→ **Work instruction 1**: Rewrite everything from "This post contains" down to "I will try!!!" in the book review post, using "audiobooks" in place of "audio books".
→ **Work instruction 2**: Write the next part of the White Bird review, continuing past its final sentence.

→ **Page extract**:
++++++++
This post contains affiliate links.
I realized that it has been almost a year since I’ve written a book review! I have been reading. I promise. I’ve also been listening to audio books! I have a whole list of things I read and listened to in 2020 and I promise I will get back to writing the reviews. As a mom, I rely heavily on reviews before making decisions when it comes to movies, books, games, etc. At the rate my children read and consume books, I just don’t have the time to pre-read everything. It is nice to be able to see what other people have thought, observed, etc. through reading or watching. So… if I can offer any kind of help to other people in my same boat, I will try!!!
White Bird is a beautiful graphic novel by R.J. Palacio, author of the book Wonder. The book is part of the Wonder storyline in that it follows one of the characters, Julian, as he reaches out to his grandmother (Grandmere) to learn about her story as young Jewish girl hidden away by a family in Nazi- occupied France during World War 2.
“In these dark times, it’s those small acts of kindness that keep us alive, after all. They remind us of our humanity.”
I love that quote. I love things that remind us of our humanity… especially in these times where we are masked and afraid all the time. I think the pandemic has stripped us of so much humanity… of the little acts of kindness… opening doors for each other, small talk in the grocery store, browsing at the library, playing together at the playground, cheering for your kids and their friends as they play sports. As things drag on, I am noticing so much compassion fatigue and unwillingness to offer kindness to those around us.
That was a bit of a tangent! Ok.. back to the book.
My oldest daughter loves graphic novels. These books are gaining in popularity and are becoming more and more available. I used to refer to graphic novels as “junk food” books. They are ok in moderation, but really you should be getting your meat and vegetables from other books… real books. I can no longer use that analogy in a broad manner of speaking because several books have come out in the past few years that really deal with hard topics and provide solid content. White Bird is definitely one of those books. It addresses the Holocaust in a manner that is appropriate for middle grades. It provides history with a personal connection. This could easily be any child’s grandmother telling the story of her history. Hopefully this encourages children to seek out their grandparents and listen as they tell their own stories.
One aspect I really appreciate in White Bird is the glossary at the back of the book. It contains terms and places mentioned in the book. Older kids who may want to do some more research or learn more about World War 2 and its history have a good place to start.
++++++++
→ **Extracted data**:
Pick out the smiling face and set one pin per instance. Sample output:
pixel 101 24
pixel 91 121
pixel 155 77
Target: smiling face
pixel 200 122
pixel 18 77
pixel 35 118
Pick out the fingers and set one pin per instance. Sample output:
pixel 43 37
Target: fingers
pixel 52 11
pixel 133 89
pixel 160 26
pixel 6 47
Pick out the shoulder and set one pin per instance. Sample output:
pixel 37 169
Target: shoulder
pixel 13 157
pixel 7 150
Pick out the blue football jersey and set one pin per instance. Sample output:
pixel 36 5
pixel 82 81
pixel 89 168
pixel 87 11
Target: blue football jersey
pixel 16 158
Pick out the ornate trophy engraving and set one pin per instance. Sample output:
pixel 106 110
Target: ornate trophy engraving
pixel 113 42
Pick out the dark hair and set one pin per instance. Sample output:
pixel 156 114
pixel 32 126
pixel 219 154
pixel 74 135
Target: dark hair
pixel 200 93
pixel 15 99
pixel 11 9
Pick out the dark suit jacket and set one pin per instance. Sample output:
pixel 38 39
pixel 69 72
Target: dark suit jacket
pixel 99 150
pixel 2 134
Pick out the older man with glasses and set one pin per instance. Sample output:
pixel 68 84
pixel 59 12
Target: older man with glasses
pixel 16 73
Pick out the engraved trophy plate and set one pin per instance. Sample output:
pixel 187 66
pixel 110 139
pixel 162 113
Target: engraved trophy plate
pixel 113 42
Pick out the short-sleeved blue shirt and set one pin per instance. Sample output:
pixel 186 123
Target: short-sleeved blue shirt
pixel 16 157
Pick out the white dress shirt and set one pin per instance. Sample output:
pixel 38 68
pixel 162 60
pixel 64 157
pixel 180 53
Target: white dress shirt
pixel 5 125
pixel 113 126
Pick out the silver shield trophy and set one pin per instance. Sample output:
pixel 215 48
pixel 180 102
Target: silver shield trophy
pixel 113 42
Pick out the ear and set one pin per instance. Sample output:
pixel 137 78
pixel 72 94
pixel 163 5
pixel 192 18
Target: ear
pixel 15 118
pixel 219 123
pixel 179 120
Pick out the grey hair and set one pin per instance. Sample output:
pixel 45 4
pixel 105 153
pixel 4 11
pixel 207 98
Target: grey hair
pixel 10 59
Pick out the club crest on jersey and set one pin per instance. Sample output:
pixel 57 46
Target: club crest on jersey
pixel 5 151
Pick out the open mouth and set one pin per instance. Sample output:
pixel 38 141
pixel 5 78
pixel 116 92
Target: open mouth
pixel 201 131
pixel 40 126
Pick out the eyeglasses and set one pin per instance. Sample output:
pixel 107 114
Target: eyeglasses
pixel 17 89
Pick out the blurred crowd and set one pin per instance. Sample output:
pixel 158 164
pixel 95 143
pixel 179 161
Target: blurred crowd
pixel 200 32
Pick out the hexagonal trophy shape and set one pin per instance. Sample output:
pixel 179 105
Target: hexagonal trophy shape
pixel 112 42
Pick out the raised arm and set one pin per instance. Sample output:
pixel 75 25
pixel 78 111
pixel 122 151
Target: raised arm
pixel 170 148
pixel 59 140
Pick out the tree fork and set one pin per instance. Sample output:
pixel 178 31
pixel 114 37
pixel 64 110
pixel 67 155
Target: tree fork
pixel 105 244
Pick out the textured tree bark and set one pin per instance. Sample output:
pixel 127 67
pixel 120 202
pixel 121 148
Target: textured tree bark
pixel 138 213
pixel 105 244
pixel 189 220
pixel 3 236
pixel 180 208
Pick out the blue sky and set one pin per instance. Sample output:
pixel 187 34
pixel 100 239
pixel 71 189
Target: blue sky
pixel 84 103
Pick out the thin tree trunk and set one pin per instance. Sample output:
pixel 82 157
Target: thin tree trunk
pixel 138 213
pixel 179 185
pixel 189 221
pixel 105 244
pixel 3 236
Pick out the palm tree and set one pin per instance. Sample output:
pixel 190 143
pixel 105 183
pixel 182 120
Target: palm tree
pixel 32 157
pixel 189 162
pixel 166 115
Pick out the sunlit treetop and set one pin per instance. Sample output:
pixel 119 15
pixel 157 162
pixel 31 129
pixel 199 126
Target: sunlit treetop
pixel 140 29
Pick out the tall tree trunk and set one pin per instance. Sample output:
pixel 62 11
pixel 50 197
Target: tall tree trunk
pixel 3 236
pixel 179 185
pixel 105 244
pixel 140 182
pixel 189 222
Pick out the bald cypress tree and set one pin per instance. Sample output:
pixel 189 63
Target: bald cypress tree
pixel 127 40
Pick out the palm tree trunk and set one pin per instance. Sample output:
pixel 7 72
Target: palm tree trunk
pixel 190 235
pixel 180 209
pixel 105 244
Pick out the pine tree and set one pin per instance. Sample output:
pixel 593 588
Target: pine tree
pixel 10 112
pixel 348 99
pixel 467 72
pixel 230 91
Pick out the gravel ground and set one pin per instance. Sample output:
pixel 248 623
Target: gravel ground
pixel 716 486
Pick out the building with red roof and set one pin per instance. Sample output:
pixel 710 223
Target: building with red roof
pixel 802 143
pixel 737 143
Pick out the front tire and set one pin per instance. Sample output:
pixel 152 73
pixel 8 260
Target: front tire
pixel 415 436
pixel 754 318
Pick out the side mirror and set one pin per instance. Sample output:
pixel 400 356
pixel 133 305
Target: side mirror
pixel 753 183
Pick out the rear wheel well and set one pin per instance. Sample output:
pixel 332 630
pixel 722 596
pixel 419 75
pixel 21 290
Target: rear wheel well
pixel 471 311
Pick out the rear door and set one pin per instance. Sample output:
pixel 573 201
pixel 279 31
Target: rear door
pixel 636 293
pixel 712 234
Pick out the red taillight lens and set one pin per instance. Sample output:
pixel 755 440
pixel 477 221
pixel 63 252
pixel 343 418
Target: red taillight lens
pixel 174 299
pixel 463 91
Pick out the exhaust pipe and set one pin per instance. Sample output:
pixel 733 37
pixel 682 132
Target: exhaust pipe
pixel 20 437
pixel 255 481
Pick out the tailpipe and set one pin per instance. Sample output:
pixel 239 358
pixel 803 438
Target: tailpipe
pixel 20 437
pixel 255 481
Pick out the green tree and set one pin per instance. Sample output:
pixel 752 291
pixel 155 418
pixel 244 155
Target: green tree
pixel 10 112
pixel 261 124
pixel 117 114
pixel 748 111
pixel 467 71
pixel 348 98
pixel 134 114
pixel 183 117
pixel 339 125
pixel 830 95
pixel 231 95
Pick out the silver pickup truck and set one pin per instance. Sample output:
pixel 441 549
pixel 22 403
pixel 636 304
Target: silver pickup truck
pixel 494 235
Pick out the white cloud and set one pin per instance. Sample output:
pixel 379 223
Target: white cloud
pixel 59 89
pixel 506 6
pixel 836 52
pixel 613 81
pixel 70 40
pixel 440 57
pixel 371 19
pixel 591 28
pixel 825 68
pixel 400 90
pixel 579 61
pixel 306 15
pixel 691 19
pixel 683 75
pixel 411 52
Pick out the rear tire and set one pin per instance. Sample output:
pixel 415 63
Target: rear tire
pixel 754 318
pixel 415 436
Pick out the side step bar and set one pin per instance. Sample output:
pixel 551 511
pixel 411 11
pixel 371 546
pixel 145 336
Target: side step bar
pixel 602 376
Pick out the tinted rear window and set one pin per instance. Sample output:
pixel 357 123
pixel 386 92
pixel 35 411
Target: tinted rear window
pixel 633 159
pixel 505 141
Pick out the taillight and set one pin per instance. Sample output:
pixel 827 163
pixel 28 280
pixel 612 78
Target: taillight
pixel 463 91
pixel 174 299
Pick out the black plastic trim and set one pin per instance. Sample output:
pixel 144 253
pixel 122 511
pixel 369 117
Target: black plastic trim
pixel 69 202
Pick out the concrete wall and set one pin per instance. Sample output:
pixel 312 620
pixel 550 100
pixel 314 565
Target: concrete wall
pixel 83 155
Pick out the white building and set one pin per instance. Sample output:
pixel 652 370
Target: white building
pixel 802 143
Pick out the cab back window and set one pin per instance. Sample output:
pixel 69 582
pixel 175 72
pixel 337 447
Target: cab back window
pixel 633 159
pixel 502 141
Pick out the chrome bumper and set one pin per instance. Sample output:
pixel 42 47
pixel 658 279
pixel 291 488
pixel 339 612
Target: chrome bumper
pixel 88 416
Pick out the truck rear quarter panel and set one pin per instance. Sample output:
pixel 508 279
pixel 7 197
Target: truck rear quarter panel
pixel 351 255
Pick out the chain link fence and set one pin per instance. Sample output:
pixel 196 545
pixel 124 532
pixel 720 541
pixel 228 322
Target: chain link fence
++++++++
→ **Task response 1**:
This post contains affiliate links.
I realized that it has been almost a year since I’ve written a book review! I have been reading. I promise. I’ve also been listening to audiobooks! I have a whole list of things I read and listened to in 2020 and I promise I will get back to writing the reviews. As a mom, I rely heavily on reviews before making decisions when it comes to movies, books, games, etc. At the rate my children read and consume books, I just don’t have the time to pre-read everything. It is nice to be able to see what other people have thought, observed, etc. through reading or watching. So… if I can offer any kind of help to other people in my same boat, I will try!!!

→ **Task response 2**:
Julian (from Wonder) has a homework assignment, and reaches out to his grandmother (Sara) for help. The book is all about her story as a teenage Jewish girl in Nazi occupied France. She is separated from her parents when the Nazis come to her school to round up Jewish children. She escapes thanks to a boy with polio, whom until this point, she has mostly ignored. The boy and his family hide her for well over a year. Rather than focusing on anger and bitterness, White Bird does a great job of highlighting compassion, courage, and kindness.
The one thing I did not like about White Bird is towards the end when the author uses the story to compare the holocaust to the current border situation. I can understand the dehumanizing aspect of it. Certainly what is happening in our world today is not right and not loving and very confusing. However… to compare it to the purposeful rounding up and extermination of six million Jews and their sympathizers … not to mention the experiements and torture people were put through… and the destruction of property and war torn lands… well… there is no comparison. The author lost me at that point.
I think the subject matter of White Bird can be a little heavy for younger readers. I would recommend this book for middle grades and up. It opens to the door to some great conversations and would be a great stand alone read or a perfect companion to a World War 2 study. It is a quick read with engaging story and illustrations.
Just in case it needs to be said, I am by no means a professional book reviewer or book critic. I just like to read and share what I have learned. I am also an affiliate with Amazon. If you click through and purchase through links on this blog, our family will receive a small percentage from the purchase. Thank you.